Express the lines below as a JSON list of strings, with one string per line and blank lines omitted.

• • • • •

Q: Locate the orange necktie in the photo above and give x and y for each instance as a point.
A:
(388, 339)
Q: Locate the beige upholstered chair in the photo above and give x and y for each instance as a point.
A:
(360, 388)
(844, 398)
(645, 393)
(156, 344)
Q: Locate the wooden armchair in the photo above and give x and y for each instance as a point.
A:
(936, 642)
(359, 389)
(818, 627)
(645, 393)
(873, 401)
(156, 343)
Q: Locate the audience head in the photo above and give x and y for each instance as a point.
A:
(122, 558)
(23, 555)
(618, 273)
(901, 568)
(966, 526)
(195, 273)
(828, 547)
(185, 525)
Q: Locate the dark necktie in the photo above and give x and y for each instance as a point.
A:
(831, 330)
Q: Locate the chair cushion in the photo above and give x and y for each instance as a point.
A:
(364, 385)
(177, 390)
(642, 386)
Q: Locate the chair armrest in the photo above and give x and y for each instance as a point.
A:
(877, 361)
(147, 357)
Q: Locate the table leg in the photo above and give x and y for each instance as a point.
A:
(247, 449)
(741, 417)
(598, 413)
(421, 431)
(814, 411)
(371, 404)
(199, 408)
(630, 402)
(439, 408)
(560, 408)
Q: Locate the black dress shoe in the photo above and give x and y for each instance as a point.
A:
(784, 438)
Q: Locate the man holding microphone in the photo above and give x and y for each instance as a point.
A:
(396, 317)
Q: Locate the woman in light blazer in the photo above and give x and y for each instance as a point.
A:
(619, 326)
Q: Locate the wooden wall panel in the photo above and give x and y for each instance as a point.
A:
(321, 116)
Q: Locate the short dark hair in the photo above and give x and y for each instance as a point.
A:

• • • • •

» Result of the exercise
[
  "Q: Locate the orange necktie in the photo above and give x and y for each instance as a point.",
  "A:",
  "(388, 339)",
  "Q: Locate the beige upholstered chair in the photo above and give x and y for each instance as a point.",
  "A:",
  "(360, 388)",
  "(844, 398)",
  "(645, 393)",
  "(156, 344)",
  "Q: Locate the wooden armchair in the photo above and give x and y for each instance as a point.",
  "A:",
  "(936, 642)",
  "(359, 389)",
  "(818, 627)",
  "(645, 393)",
  "(873, 401)",
  "(156, 343)",
  "Q: Locate the audience head in the photo above and give x and y for each instance as a point.",
  "A:",
  "(122, 558)",
  "(23, 555)",
  "(618, 273)",
  "(901, 568)",
  "(966, 526)",
  "(195, 273)",
  "(828, 547)",
  "(185, 525)",
  "Q: Locate the dark necktie in the photo above and give x and y for each instance as a point.",
  "A:",
  "(831, 330)",
  "Q: Locate the chair cushion in the photo above and give x and y for each instance as a point.",
  "A:",
  "(364, 385)",
  "(177, 390)",
  "(642, 386)",
  "Q: Locate the chair armrest in the photo above and give x and y for each instance as a point.",
  "A:",
  "(877, 361)",
  "(147, 357)",
  "Q: Locate the table leg in the photo above and give x and y for each instance as a point.",
  "A:",
  "(247, 449)",
  "(741, 417)",
  "(598, 413)",
  "(421, 431)",
  "(814, 411)",
  "(371, 404)",
  "(199, 408)",
  "(630, 402)",
  "(439, 408)",
  "(560, 408)",
  "Q: Locate the black dress shoe in the photo above and give x and y for each instance as a point.",
  "A:",
  "(784, 438)",
  "Q: Locate the man holding microphone in the photo above and give x and y for each instance as a point.",
  "A:",
  "(396, 317)",
  "Q: Locate the woman in light blazer in the photo above and give x and y for each instance as a point.",
  "A:",
  "(619, 326)",
  "Q: Locate the wooden wall panel in the photo above and give x and y for each instance as a point.",
  "A:",
  "(321, 116)",
  "Q: Locate the short dark hair in the photo above and give x and y for each instance as a point.",
  "A:"
]